◆ ASSIGNMENT: In your copy, each line below is repeated exactly and no image appears.

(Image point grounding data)
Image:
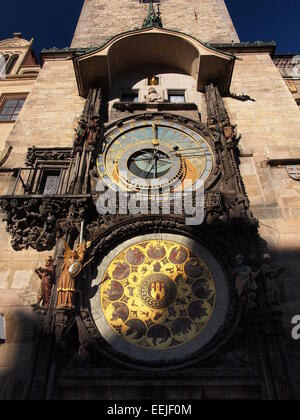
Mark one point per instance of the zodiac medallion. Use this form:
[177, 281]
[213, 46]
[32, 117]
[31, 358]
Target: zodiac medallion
[157, 294]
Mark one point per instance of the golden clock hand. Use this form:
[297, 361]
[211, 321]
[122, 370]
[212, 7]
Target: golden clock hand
[155, 141]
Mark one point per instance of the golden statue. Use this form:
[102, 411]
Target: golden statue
[70, 270]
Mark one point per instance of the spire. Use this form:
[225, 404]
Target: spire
[153, 19]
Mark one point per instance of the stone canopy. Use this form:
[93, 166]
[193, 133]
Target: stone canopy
[153, 48]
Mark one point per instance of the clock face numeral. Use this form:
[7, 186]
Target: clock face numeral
[170, 154]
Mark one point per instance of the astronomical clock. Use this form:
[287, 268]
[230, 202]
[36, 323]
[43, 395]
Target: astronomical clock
[157, 154]
[161, 298]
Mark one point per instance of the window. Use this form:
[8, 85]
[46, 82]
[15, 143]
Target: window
[50, 182]
[3, 61]
[153, 81]
[11, 63]
[131, 96]
[11, 108]
[176, 96]
[2, 330]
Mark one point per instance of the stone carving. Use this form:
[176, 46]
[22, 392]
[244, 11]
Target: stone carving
[245, 283]
[154, 96]
[71, 268]
[36, 223]
[80, 132]
[153, 18]
[294, 172]
[46, 275]
[270, 273]
[43, 154]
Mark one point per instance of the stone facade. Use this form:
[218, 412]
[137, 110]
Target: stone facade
[207, 20]
[265, 113]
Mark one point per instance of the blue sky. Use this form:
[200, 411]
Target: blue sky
[52, 23]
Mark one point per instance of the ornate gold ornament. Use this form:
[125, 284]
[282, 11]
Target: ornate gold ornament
[158, 294]
[142, 154]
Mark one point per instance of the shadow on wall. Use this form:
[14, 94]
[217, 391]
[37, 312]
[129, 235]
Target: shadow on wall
[16, 352]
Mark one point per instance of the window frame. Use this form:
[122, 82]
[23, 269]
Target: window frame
[11, 96]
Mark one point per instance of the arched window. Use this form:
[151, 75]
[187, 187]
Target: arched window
[11, 63]
[2, 330]
[3, 62]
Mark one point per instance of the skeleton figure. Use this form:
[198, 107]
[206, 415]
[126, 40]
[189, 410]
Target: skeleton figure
[245, 283]
[46, 275]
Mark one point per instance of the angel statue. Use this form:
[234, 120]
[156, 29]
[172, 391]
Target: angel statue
[71, 268]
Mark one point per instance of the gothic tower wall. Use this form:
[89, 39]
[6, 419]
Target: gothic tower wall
[207, 20]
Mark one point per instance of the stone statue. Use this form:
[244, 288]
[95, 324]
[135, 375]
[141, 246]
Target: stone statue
[46, 275]
[71, 268]
[245, 282]
[153, 96]
[270, 273]
[93, 131]
[80, 131]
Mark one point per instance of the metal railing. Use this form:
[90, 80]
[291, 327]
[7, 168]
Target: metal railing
[31, 181]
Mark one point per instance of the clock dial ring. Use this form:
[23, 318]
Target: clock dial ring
[174, 173]
[164, 328]
[182, 142]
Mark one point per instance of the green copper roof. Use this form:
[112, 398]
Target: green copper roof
[153, 19]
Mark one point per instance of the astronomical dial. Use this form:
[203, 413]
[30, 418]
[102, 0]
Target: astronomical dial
[161, 298]
[156, 154]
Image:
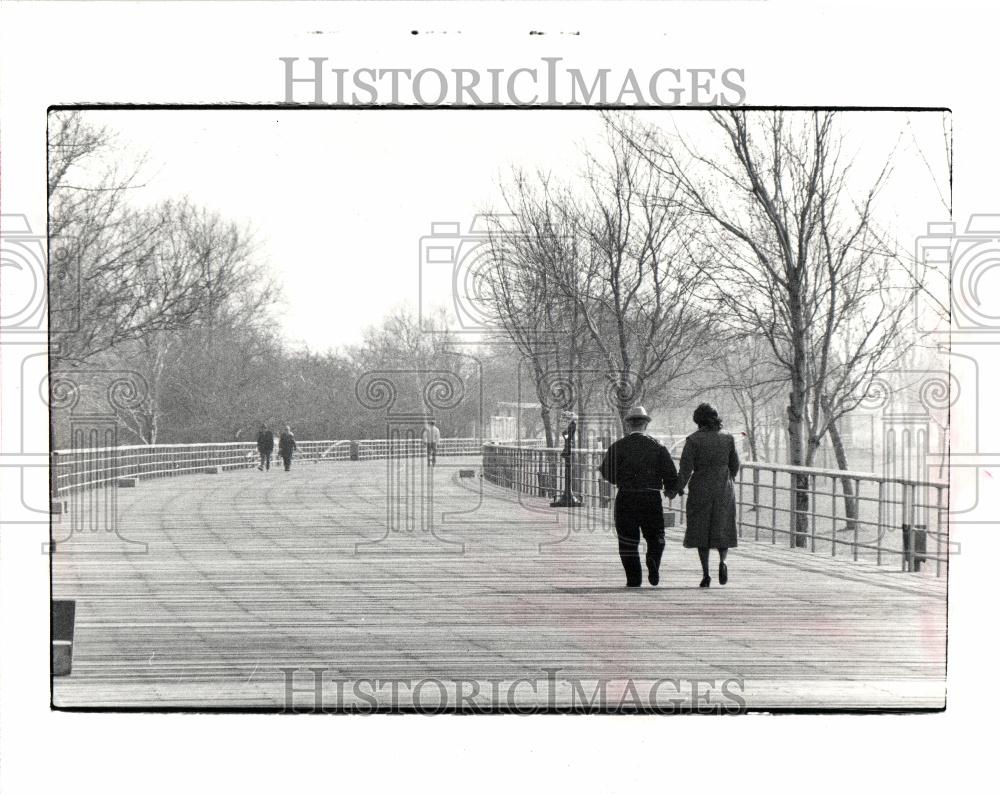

◆ WORKED SOLUTION:
Image:
Mark one point per instance of the zodiac medallion. Use this form:
[177, 281]
[213, 46]
[32, 117]
[31, 358]
Target: zodiac medallion
[157, 294]
Mark one point per instance of the golden clock hand. Use this form:
[297, 361]
[211, 321]
[122, 370]
[212, 7]
Target: golden clock hand
[155, 141]
Mark one point per instance of the golden statue. Use this form:
[102, 411]
Target: golden statue
[70, 270]
Mark one point per instance of the spire. Use this form:
[225, 404]
Target: spire
[153, 19]
Mark one point per instance of the stone canopy. Use this form:
[93, 166]
[193, 133]
Target: stone canopy
[153, 48]
Mark one point per instance of the clock face numeral. Use this form:
[7, 186]
Target: clock face numeral
[170, 154]
Mark one point per instance of the astronomical clock. Use this form:
[287, 268]
[230, 202]
[36, 323]
[43, 395]
Target: astronomical clock
[157, 154]
[161, 298]
Mark one point per instance of the window. Use this form:
[8, 85]
[46, 82]
[15, 143]
Target: window
[50, 182]
[3, 61]
[153, 81]
[11, 63]
[131, 96]
[11, 108]
[176, 96]
[2, 330]
Mark one point per instance of the stone carving. Use this form:
[176, 46]
[22, 392]
[244, 11]
Target: stone carving
[245, 283]
[154, 96]
[71, 268]
[36, 223]
[80, 132]
[153, 18]
[294, 172]
[46, 275]
[270, 273]
[43, 154]
Mark one point per instance of the stone facade. Use this form:
[218, 412]
[137, 110]
Target: stone facade
[207, 20]
[265, 113]
Mark one point per instance of the blue sky. Use this form:
[200, 411]
Target: blue sky
[52, 23]
Mark one point per instance of the ornate gold ornament. Use this form:
[125, 284]
[282, 11]
Target: ornate gold ornament
[158, 294]
[142, 154]
Mark one point per instance of the shadow on wall. Use this form:
[14, 94]
[217, 391]
[37, 312]
[129, 235]
Target: shadow on wall
[16, 352]
Mark one point per instance of the window frame. Use this form:
[122, 82]
[23, 269]
Target: window frame
[11, 96]
Mark one point per instance of the arched window. Use this form:
[151, 75]
[187, 187]
Target: arched window
[11, 63]
[2, 330]
[3, 62]
Mark one point per instance of the skeleton figure. Use this form:
[198, 107]
[206, 415]
[126, 40]
[189, 410]
Target: skeleton figure
[245, 283]
[46, 275]
Mark one point per instance of the angel statue. Use this form:
[234, 120]
[156, 29]
[172, 391]
Target: angel statue
[71, 268]
Mark one point per instance of the gothic tower wall. Use this form:
[89, 39]
[6, 419]
Target: gothic tower wall
[207, 20]
Mark one point per instance of the stone statue. Use this form:
[244, 288]
[95, 324]
[135, 375]
[141, 246]
Target: stone statue
[46, 275]
[71, 268]
[245, 282]
[153, 96]
[270, 273]
[93, 131]
[80, 131]
Mark one point per instance of the metal railing. Use this form:
[90, 80]
[291, 327]
[7, 168]
Target: metal railing
[31, 181]
Mark one point per instance of the clock dial ring. Use this form:
[23, 318]
Target: clock dial ring
[174, 173]
[164, 328]
[182, 142]
Mark one point per instance of the green copper roof. Use this form:
[112, 398]
Target: green copper roof
[153, 19]
Mark one point per instance of the astronomical dial. Use this form:
[203, 413]
[30, 418]
[102, 0]
Target: astronomical dial
[161, 298]
[156, 154]
Image:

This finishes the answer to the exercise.